• **WORK INSTRUCTION**: Reply with each record repeated exactly.

• **Dataset entries**:
▬▬▬▬▬▬▬▬▬▬
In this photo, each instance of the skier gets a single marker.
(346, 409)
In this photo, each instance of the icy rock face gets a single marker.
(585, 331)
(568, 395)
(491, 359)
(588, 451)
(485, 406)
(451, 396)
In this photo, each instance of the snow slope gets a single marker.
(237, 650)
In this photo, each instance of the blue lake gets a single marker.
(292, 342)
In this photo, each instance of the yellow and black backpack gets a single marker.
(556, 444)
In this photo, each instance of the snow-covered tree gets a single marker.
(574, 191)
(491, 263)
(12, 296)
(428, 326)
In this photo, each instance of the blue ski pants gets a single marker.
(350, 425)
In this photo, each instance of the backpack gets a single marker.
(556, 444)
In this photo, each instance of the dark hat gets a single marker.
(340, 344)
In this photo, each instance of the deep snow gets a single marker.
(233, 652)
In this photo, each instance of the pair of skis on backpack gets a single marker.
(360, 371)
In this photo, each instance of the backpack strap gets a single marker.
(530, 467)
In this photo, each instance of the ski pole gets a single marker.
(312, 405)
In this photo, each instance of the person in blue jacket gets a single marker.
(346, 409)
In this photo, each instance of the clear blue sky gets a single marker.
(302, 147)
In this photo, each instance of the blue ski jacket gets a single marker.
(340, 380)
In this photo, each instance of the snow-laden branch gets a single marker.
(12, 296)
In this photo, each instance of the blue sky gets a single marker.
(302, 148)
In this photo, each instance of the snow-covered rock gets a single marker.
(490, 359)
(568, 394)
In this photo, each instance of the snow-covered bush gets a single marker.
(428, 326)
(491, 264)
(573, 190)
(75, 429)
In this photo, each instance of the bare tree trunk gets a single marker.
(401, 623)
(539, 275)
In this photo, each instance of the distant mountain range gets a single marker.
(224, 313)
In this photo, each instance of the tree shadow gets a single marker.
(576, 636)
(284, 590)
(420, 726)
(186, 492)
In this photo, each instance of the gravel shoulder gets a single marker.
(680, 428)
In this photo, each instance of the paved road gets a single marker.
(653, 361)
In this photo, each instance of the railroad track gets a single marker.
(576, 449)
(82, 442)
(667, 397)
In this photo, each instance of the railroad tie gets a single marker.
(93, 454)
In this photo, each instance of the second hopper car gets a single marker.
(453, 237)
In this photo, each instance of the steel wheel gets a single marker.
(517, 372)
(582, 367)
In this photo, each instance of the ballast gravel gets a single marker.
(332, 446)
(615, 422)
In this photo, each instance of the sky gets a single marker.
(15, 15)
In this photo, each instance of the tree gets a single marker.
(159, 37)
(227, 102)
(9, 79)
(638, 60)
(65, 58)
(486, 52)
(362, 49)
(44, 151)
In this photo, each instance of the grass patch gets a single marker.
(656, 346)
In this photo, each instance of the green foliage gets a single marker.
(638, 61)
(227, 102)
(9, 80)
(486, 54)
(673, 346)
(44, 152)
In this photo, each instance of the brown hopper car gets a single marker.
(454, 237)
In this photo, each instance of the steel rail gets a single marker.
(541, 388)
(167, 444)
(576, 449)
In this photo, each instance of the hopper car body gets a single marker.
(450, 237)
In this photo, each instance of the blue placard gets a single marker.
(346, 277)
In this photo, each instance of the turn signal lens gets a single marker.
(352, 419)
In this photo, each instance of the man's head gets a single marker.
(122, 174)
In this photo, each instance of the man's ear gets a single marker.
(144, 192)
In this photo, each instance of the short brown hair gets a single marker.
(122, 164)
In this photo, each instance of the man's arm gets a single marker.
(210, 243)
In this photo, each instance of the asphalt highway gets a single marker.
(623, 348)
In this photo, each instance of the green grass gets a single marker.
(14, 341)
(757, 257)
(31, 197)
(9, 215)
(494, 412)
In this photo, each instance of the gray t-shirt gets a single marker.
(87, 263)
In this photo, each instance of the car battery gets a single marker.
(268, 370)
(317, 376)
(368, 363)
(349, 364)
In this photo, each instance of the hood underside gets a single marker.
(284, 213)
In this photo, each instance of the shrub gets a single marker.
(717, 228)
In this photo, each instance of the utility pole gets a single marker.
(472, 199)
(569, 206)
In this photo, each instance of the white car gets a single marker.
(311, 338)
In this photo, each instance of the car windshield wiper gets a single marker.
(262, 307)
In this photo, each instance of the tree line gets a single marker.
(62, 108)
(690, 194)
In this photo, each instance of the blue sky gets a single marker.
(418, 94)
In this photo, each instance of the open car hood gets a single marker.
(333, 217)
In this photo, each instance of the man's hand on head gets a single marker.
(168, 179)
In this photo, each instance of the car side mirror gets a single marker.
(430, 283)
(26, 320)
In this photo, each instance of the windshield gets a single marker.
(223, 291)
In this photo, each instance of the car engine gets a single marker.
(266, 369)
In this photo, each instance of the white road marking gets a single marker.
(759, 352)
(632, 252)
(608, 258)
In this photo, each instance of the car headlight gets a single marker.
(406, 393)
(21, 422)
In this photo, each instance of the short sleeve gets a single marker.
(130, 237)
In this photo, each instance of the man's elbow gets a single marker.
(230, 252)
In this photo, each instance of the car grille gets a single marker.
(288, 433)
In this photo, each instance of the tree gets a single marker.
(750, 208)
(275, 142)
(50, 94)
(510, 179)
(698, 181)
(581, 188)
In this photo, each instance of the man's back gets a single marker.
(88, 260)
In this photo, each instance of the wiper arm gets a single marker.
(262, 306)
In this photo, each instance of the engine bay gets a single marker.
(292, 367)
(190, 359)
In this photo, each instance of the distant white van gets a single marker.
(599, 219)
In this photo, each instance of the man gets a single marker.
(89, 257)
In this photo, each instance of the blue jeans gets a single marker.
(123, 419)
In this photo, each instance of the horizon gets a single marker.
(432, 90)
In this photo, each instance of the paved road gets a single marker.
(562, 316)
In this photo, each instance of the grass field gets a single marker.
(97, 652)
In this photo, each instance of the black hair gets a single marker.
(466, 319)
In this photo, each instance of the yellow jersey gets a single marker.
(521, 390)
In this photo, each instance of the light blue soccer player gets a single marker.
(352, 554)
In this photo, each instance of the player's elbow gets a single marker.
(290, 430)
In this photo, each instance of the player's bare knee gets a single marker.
▬▬▬▬▬▬▬▬▬▬
• **RESPONSE BOX**:
In this photo, each instance of the skier gets a single marker.
(346, 409)
In this photo, each instance of the icy rock face gets a single marker.
(585, 331)
(568, 395)
(491, 359)
(588, 451)
(485, 406)
(451, 396)
In this photo, each instance of the snow slope gets a single marker.
(237, 650)
In this photo, each instance of the blue lake gets a single marker.
(292, 342)
In this photo, each instance of the yellow and black backpack gets a single marker.
(556, 444)
In this photo, each instance of the snow-covered tree gets a single marker.
(574, 191)
(491, 263)
(12, 296)
(428, 326)
In this photo, each instance of the blue ski pants gets a single marker.
(350, 425)
In this photo, each instance of the backpack gets a single marker.
(556, 444)
In this photo, each instance of the dark hat gets a single marker.
(340, 344)
In this photo, each instance of the deep snow gets a single marker.
(233, 652)
In this photo, each instance of the pair of skis on backpack gets a single marker.
(360, 371)
In this photo, each instance of the backpack strap gets a single marker.
(530, 467)
In this photo, each instance of the ski pole gets a single marker.
(312, 405)
In this photo, each instance of the person in blue jacket gets a single marker.
(346, 409)
In this photo, each instance of the clear blue sky gets a single marker.
(302, 147)
In this photo, each instance of the blue ski jacket gets a single marker.
(340, 380)
In this photo, each instance of the snow-laden branch gets a single marker.
(12, 296)
In this photo, each instance of the blue sky gets a single marker.
(302, 148)
In this photo, each instance of the snow-covered rock gets a single marker.
(490, 359)
(568, 394)
In this photo, each instance of the snow-covered bush gets a single marker.
(428, 326)
(491, 264)
(573, 190)
(75, 429)
In this photo, each instance of the bare tree trunk gets a single marker.
(401, 623)
(539, 275)
In this photo, each instance of the distant mountain range gets a single marker.
(224, 313)
In this photo, each instance of the tree shadow gets a single marker.
(576, 636)
(284, 590)
(420, 726)
(186, 492)
In this photo, each instance of the gravel shoulder gets a single marker.
(680, 428)
In this photo, each instance of the paved road gets a single marker.
(653, 361)
In this photo, each instance of the railroad track gets a single marker.
(576, 449)
(82, 442)
(667, 397)
In this photo, each instance of the railroad tie gets a single marker.
(93, 454)
In this photo, each instance of the second hopper car gets a single marker.
(453, 237)
In this photo, each instance of the steel wheel gets a single marker.
(517, 372)
(582, 367)
In this photo, each instance of the ballast gravel gets a single marker.
(332, 446)
(615, 422)
In this photo, each instance of the sky gets a single marker.
(15, 15)
In this photo, each instance of the tree gets a single marker.
(159, 37)
(227, 102)
(9, 79)
(638, 60)
(65, 58)
(486, 52)
(362, 49)
(44, 151)
In this photo, each instance of the grass patch gets a single marker.
(656, 346)
In this photo, each instance of the green foliage gets a single marker.
(638, 61)
(227, 102)
(9, 80)
(486, 54)
(673, 346)
(44, 152)
In this photo, each instance of the brown hopper car gets a single marker.
(454, 237)
In this photo, each instance of the steel rail gets a single marker.
(541, 388)
(167, 444)
(576, 449)
In this photo, each instance of the hopper car body gets a single marker.
(450, 237)
In this photo, each instance of the blue placard gets a single marker.
(346, 277)
In this photo, each instance of the turn signal lens gets a single marker.
(352, 419)
In this photo, each instance of the man's head gets a single marker.
(122, 174)
In this photo, each instance of the man's ear gets a single marker.
(144, 192)
In this photo, each instance of the short brown hair gets a single marker.
(122, 164)
In this photo, each instance of the man's arm gets a single marker.
(210, 243)
In this photo, each instance of the asphalt highway gets a single marker.
(623, 348)
In this photo, each instance of the green grass gets a single marker.
(14, 341)
(757, 257)
(31, 197)
(9, 215)
(494, 412)
In this photo, each instance of the gray t-shirt gets a single marker.
(87, 263)
In this photo, each instance of the car battery gets a single marker.
(268, 370)
(317, 376)
(368, 363)
(349, 364)
In this photo, each instance of the hood underside gets a single marker.
(284, 213)
In this photo, each instance of the shrub gets a single marker.
(717, 228)
In this photo, each instance of the utility pole gets a single marker.
(472, 199)
(569, 206)
In this photo, each instance of the white car gets a single marker.
(311, 338)
In this photo, each instance of the car windshield wiper gets a single marker.
(262, 307)
In this photo, each instance of the tree line gets a single marker.
(62, 108)
(690, 194)
In this photo, each instance of the blue sky gets a single marker.
(418, 94)
In this photo, each instance of the open car hood gets a single marker.
(333, 217)
In this photo, each instance of the man's hand on head gets a single marker.
(168, 179)
In this photo, each instance of the car side mirror gets a single marker.
(430, 283)
(26, 320)
In this photo, each instance of the windshield gets a single marker.
(223, 291)
In this photo, each instance of the car engine gets a single marker.
(266, 369)
In this photo, each instance of the white road marking gets a single marker.
(759, 352)
(632, 252)
(608, 258)
In this photo, each instance of the car headlight gets a single marker.
(406, 393)
(21, 422)
In this photo, each instance of the short sleeve gets a single marker.
(130, 237)
In this photo, each instance of the man's elbow gets a single marker.
(230, 252)
In this photo, each instance of the car grille gets a single marker.
(288, 433)
In this photo, each instance of the tree gets a single marker.
(750, 208)
(275, 142)
(50, 94)
(510, 179)
(698, 181)
(581, 188)
In this photo, each instance of the man's back gets a single marker.
(88, 260)
In this photo, each instance of the wiper arm gets a single marker.
(262, 306)
In this photo, each instance of the engine bay gets a single marker.
(292, 367)
(190, 359)
In this photo, each instance of the distant white van gets a single marker.
(599, 219)
In this photo, each instance of the man gets a single marker.
(89, 257)
In this photo, each instance of the blue jeans gets a single marker.
(123, 419)
In this photo, each instance of the horizon gets a single marker.
(432, 90)
In this photo, each instance of the paved road gets a single marker.
(562, 316)
In this photo, each instance of the grass field gets a single marker.
(97, 652)
In this photo, each instance of the black hair gets a single marker.
(466, 319)
In this photo, each instance of the yellow jersey gets a single marker.
(521, 390)
In this photo, each instance of the light blue soccer player gets a single marker.
(352, 554)
In this photo, each instance of the player's elbow gets a single marker.
(290, 430)
In this photo, each instance of the player's bare knee gets a single marker.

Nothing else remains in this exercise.